[Stored records]
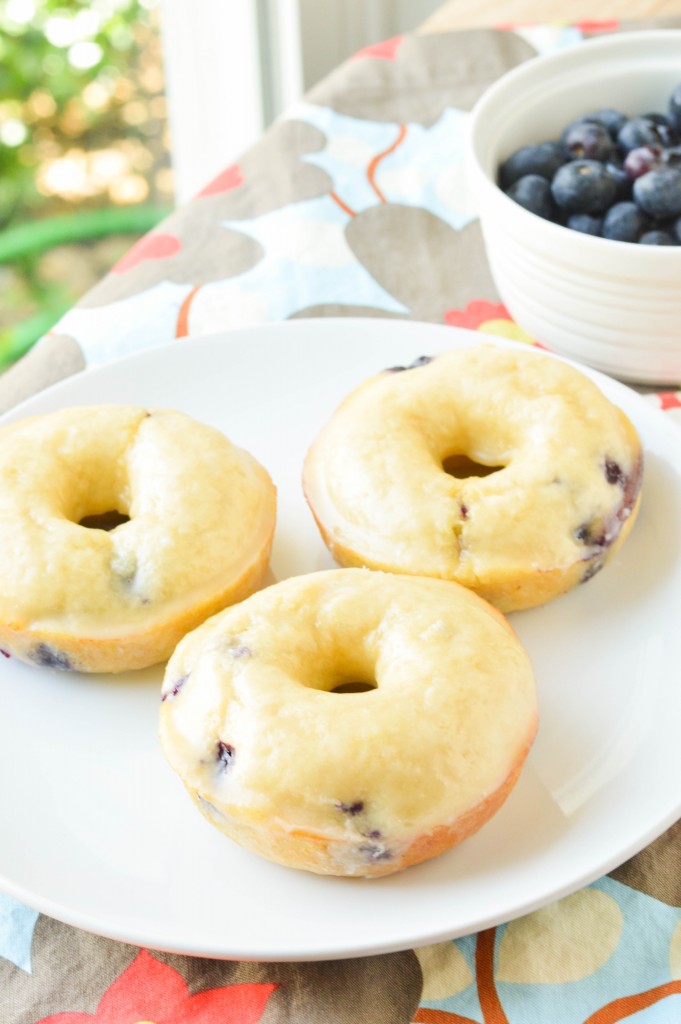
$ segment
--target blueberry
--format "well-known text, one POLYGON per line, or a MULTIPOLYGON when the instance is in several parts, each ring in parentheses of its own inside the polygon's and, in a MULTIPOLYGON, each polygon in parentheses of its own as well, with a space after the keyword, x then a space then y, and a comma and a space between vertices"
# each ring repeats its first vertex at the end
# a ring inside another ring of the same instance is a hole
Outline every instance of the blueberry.
POLYGON ((627 177, 634 181, 642 174, 661 167, 663 153, 661 146, 637 146, 636 149, 630 149, 624 160, 627 177))
POLYGON ((639 459, 632 467, 631 473, 627 474, 615 459, 606 458, 603 462, 603 472, 608 483, 619 488, 619 504, 604 518, 584 522, 574 531, 575 540, 584 544, 587 549, 583 561, 589 565, 582 577, 583 582, 601 568, 604 552, 617 540, 622 524, 632 513, 641 487, 643 460, 639 459))
POLYGON ((681 146, 670 146, 662 150, 662 162, 667 167, 681 167, 681 146))
POLYGON ((568 158, 609 160, 615 153, 610 132, 596 121, 577 121, 563 132, 562 143, 568 158))
POLYGON ((585 120, 596 121, 598 124, 602 124, 610 132, 610 137, 616 139, 617 133, 627 119, 624 114, 620 113, 619 110, 615 110, 614 107, 601 107, 600 110, 594 110, 593 113, 587 114, 585 120))
POLYGON ((625 121, 617 133, 617 141, 626 153, 639 146, 664 145, 660 126, 649 117, 632 117, 625 121))
POLYGON ((521 146, 501 165, 499 184, 505 192, 527 174, 538 174, 550 181, 564 163, 565 154, 558 142, 539 142, 533 146, 521 146))
POLYGON ((572 231, 681 244, 681 82, 666 113, 602 107, 566 125, 560 141, 521 146, 499 168, 499 184, 525 209, 572 231))
POLYGON ((620 466, 619 462, 615 462, 614 459, 605 460, 605 479, 609 484, 621 484, 622 486, 626 483, 626 476, 620 466))
POLYGON ((615 197, 616 186, 597 160, 573 160, 560 167, 551 193, 566 213, 603 213, 615 197))
POLYGON ((339 811, 342 811, 343 814, 350 814, 354 816, 355 814, 362 813, 364 810, 364 802, 362 800, 353 800, 352 803, 346 804, 343 803, 342 800, 338 800, 336 802, 336 807, 339 811))
POLYGON ((403 370, 416 370, 419 366, 427 366, 433 361, 434 356, 419 356, 408 366, 389 366, 386 373, 401 373, 403 370))
POLYGON ((59 668, 64 672, 73 668, 68 655, 50 644, 38 644, 29 657, 36 665, 45 665, 47 668, 59 668))
POLYGON ((663 167, 637 178, 634 200, 651 217, 678 217, 681 214, 681 171, 663 167))
POLYGON ((603 238, 615 242, 638 242, 649 226, 648 217, 636 203, 615 203, 603 217, 603 238))
POLYGON ((189 679, 189 672, 186 675, 180 676, 176 683, 173 684, 170 690, 166 690, 165 693, 161 694, 161 701, 175 700, 178 693, 189 679))
POLYGON ((386 850, 385 846, 381 843, 360 843, 359 852, 362 856, 372 863, 379 860, 391 860, 392 854, 390 850, 386 850))
POLYGON ((603 226, 602 217, 592 217, 590 213, 572 213, 566 221, 572 231, 581 231, 583 235, 600 235, 603 226))
MULTIPOLYGON (((607 531, 599 528, 598 525, 594 523, 582 523, 582 525, 575 530, 574 538, 581 544, 590 548, 592 553, 594 548, 602 551, 603 548, 609 547, 614 540, 614 537, 607 536, 607 531)), ((588 556, 589 558, 592 557, 592 553, 588 556)))
POLYGON ((238 644, 236 647, 230 647, 229 653, 233 658, 251 658, 253 657, 253 651, 246 644, 238 644))
POLYGON ((662 145, 669 149, 671 146, 678 145, 679 134, 672 128, 670 124, 659 125, 660 135, 662 136, 662 145))
POLYGON ((619 203, 623 199, 629 199, 631 197, 631 178, 624 169, 624 166, 620 163, 615 163, 614 160, 609 160, 605 169, 615 182, 615 202, 619 203))
POLYGON ((592 534, 591 534, 591 526, 589 525, 589 523, 582 523, 581 526, 578 526, 577 529, 575 530, 574 537, 575 537, 575 540, 578 540, 580 544, 591 545, 591 543, 592 543, 592 540, 591 540, 592 534))
POLYGON ((587 565, 584 572, 582 573, 581 582, 588 583, 589 580, 592 580, 594 578, 597 572, 601 571, 604 565, 605 562, 603 558, 596 558, 593 562, 590 562, 589 565, 587 565))
POLYGON ((215 757, 222 771, 226 772, 234 764, 234 747, 231 743, 224 743, 222 740, 218 740, 215 757))
POLYGON ((673 146, 679 141, 674 126, 664 114, 644 114, 643 116, 656 126, 663 146, 673 146))
POLYGON ((678 245, 668 231, 646 231, 638 240, 639 245, 678 245))
POLYGON ((681 82, 669 97, 668 114, 672 128, 681 135, 681 82))
MULTIPOLYGON (((559 169, 559 174, 560 170, 562 168, 559 169)), ((519 178, 511 185, 506 195, 520 206, 524 206, 530 213, 536 213, 545 220, 553 220, 555 208, 551 199, 551 185, 539 174, 526 174, 519 178)))

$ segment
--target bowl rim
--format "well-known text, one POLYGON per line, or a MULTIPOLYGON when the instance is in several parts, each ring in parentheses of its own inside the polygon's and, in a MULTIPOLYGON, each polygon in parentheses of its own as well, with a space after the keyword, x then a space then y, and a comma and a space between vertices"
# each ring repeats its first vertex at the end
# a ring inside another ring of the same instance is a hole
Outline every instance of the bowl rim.
POLYGON ((572 231, 563 224, 556 224, 553 221, 539 217, 506 195, 496 179, 483 166, 479 155, 480 126, 484 124, 490 108, 494 109, 499 98, 506 93, 509 85, 522 83, 524 80, 532 81, 541 76, 547 68, 553 72, 552 77, 557 77, 561 72, 570 70, 576 64, 583 63, 585 52, 595 54, 596 58, 598 58, 599 54, 603 55, 604 51, 607 54, 611 51, 617 53, 618 51, 630 49, 637 50, 644 44, 652 45, 662 43, 663 41, 671 49, 674 48, 674 44, 678 47, 679 81, 681 82, 681 28, 643 29, 640 31, 607 34, 596 39, 587 38, 553 53, 537 54, 534 57, 529 57, 497 78, 475 102, 468 118, 466 137, 467 163, 470 176, 473 182, 476 183, 475 191, 478 193, 478 198, 480 193, 486 194, 497 204, 498 209, 504 211, 505 216, 515 219, 519 227, 523 223, 532 224, 535 227, 541 225, 537 230, 546 231, 547 240, 553 239, 556 244, 560 244, 561 240, 565 243, 567 235, 571 239, 570 244, 585 245, 587 247, 595 245, 596 250, 594 251, 600 251, 603 254, 610 249, 613 254, 616 253, 618 256, 622 256, 626 252, 631 257, 636 258, 635 254, 640 253, 641 258, 646 260, 648 266, 653 261, 659 261, 661 264, 664 264, 666 261, 667 266, 673 263, 674 260, 679 261, 681 259, 681 244, 676 246, 639 246, 613 238, 602 238, 600 235, 588 235, 583 232, 572 231), (584 49, 585 46, 588 47, 586 51, 584 49), (530 218, 529 221, 528 218, 530 218), (645 257, 643 252, 646 253, 645 257))

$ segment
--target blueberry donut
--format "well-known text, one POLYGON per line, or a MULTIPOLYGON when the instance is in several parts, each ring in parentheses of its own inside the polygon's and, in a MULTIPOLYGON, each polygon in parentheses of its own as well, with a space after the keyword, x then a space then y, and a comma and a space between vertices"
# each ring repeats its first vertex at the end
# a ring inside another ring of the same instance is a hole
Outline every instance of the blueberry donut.
POLYGON ((639 507, 639 438, 571 365, 477 346, 358 387, 303 471, 340 565, 454 580, 504 612, 590 579, 639 507))
POLYGON ((168 658, 261 583, 275 490, 180 412, 64 409, 0 431, 0 648, 119 672, 168 658))
POLYGON ((294 868, 387 875, 477 831, 537 726, 528 657, 454 583, 297 576, 186 636, 160 738, 199 810, 294 868))

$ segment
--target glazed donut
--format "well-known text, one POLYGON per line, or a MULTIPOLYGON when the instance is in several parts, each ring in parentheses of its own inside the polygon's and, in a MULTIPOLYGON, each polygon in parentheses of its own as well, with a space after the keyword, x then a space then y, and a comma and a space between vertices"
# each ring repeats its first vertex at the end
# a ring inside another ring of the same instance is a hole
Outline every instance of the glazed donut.
POLYGON ((340 565, 454 580, 504 612, 590 579, 628 535, 632 424, 571 365, 480 345, 360 385, 303 487, 340 565))
POLYGON ((318 874, 387 875, 477 831, 537 725, 503 616, 455 583, 335 569, 274 584, 186 636, 165 756, 237 843, 318 874))
POLYGON ((0 648, 80 672, 143 668, 260 584, 275 490, 180 412, 64 409, 0 431, 0 648))

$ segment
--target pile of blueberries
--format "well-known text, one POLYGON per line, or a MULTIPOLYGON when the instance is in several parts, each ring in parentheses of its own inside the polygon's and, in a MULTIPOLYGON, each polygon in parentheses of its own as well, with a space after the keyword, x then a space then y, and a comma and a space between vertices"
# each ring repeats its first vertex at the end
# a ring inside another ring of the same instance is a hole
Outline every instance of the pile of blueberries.
POLYGON ((681 83, 666 114, 606 107, 570 122, 559 141, 522 146, 501 165, 499 185, 574 231, 681 245, 681 83))

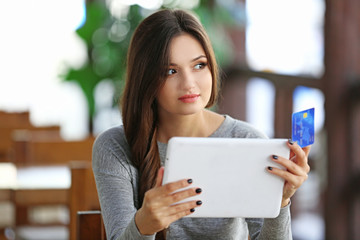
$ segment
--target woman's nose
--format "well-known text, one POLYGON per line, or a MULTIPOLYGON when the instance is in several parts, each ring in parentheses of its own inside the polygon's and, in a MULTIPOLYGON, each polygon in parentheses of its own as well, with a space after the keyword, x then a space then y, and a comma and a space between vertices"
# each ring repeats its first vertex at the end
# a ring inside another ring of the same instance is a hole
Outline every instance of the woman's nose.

#### Work task
Each line carrying the string "nose" should be copied out from the entries.

#### Written response
--target woman's nose
Outline every instance of the woman's nose.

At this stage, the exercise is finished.